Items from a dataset
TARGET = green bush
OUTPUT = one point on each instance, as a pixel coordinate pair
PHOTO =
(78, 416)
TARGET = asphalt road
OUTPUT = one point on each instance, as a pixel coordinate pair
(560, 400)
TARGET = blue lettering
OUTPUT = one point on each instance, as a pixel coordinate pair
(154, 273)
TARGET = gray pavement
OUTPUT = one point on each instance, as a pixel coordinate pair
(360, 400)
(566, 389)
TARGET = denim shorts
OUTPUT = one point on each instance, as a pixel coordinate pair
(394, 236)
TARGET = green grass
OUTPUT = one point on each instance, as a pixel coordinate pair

■ **Written problem**
Can you change every "instance" in these lines to "occurrence" and leave everything else as it is?

■ **Result**
TARGET = green bush
OUTPUT = one point on each occurrence, as a pixel coordinate pair
PHOTO =
(78, 416)
TARGET = asphalt road
OUTPUT = one point on each occurrence, as a pixel coordinate pair
(560, 400)
TARGET = blue lettering
OUTPUT = one point on each occurrence, as a pixel coordinate pair
(154, 273)
TARGET = gray pavement
OUTPUT = one point on each occurrence, as a pixel coordinate pair
(360, 400)
(566, 389)
TARGET = denim shorts
OUTPUT = one point on each occurrence, as a pixel coordinate pair
(394, 236)
TARGET = green grass
OUTPUT = one point on each occurrence, as a pixel coordinate pair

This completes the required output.